Brooklyn Developmental Disabilities Council holds annual legislative brunch
They’re demanding more help for the needy.
The Brooklyn Developmental Disabilities Council (BDDC) hosted its annual legislative breakfast at Gargiulo’s Restaurant, 2911 West 15th Street, to discuss with local representatives the future of services, supports and funding for Brooklyn residents with intellectual and developmental disabilities.
The Friday, March 3 event highlighted BFair2DirectCare, the call to action to remind state leaders that direct care not-for-profit agency workers deserve more financial help.
“Everything regarding supports and funding for people with developmental disabilities is important but this year specifically we are targeting specifically on the BFair2Direct campaign,” said Chairperson of BDDC Lorenzo Brown. “If we don’t have the trained and qualified staff to provide the support and services of these people, it’s literally eroding away the foundation of this entire service system.”
The increase in minimum wage was also discussed.
“What the governor did with minimum wage was bittersweet,” he explained. “We’re happy to see our fellow New Yorkers can earn a decent living but what it’s done is it’s taking the work that we’ve done and put us in competition with the same minimum wage workers and what we do is not minimum wage work. Now we’re forced to compete with everyone lined with minimum wage.”
The campaign is requesting that Governor Andrew Cuomo put another $45 million in this year’s budget and over the next six years to non-profit providers.

▶ _Prompt_
In the article on the Brooklyn council's legislative brunch, how much additional funding does the campaign ask Governor Andrew Cuomo to put in this year's budget for non-profit providers?

▶ _Entries supplied_
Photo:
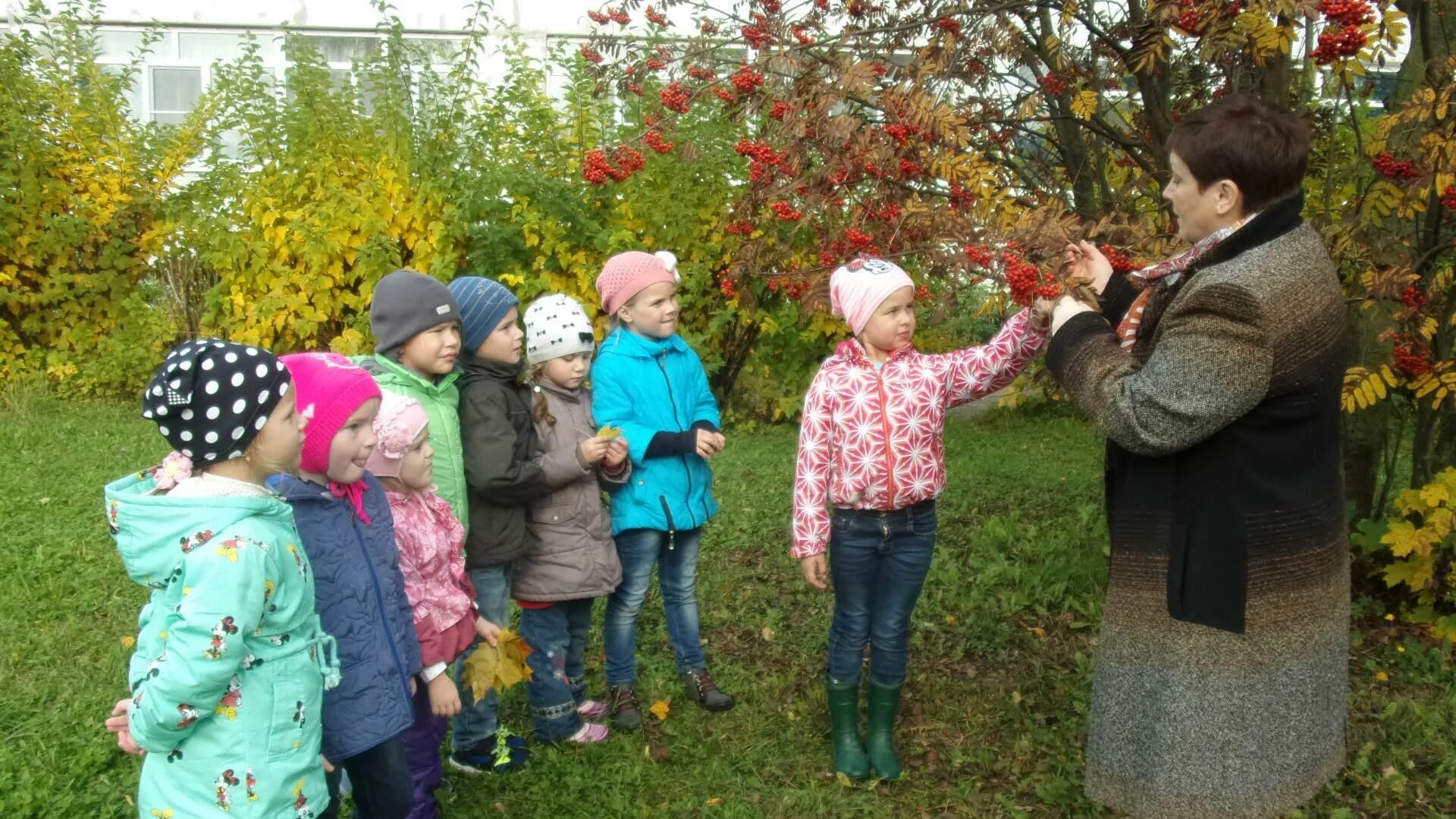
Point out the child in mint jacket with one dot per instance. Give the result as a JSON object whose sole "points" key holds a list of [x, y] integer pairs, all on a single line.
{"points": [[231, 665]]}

---

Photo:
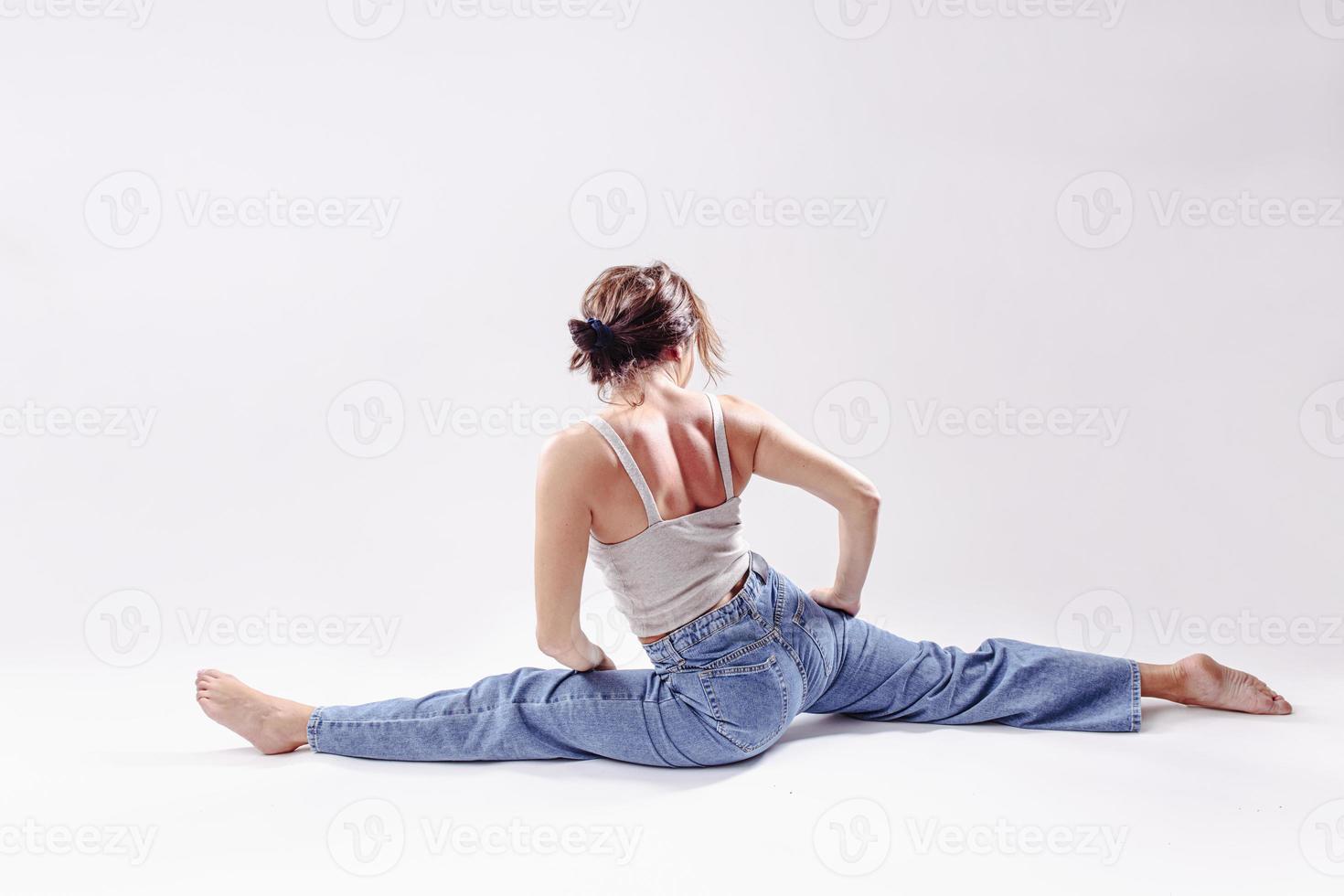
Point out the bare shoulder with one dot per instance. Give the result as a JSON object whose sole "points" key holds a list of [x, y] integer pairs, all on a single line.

...

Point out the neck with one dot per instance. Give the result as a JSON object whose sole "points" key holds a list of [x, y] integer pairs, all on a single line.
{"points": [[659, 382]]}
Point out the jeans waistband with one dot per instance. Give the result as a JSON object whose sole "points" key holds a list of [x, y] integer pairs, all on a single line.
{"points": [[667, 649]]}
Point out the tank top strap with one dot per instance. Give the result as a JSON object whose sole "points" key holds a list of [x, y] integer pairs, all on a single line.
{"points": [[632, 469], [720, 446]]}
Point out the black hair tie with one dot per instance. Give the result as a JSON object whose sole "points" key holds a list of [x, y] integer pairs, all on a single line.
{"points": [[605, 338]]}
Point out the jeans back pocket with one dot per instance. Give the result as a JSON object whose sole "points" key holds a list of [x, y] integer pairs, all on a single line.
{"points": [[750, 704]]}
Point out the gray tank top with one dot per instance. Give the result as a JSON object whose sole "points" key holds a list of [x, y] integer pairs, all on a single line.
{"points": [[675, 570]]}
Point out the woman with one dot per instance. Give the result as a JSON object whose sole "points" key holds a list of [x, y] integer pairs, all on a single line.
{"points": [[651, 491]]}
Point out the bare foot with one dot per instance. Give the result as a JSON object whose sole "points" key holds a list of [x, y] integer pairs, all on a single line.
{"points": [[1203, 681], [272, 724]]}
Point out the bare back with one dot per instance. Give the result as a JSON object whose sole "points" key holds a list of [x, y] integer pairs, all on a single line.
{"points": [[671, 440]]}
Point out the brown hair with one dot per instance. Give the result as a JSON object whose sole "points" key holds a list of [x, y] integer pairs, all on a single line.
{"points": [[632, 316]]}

▶ _Result for this task_
$45 million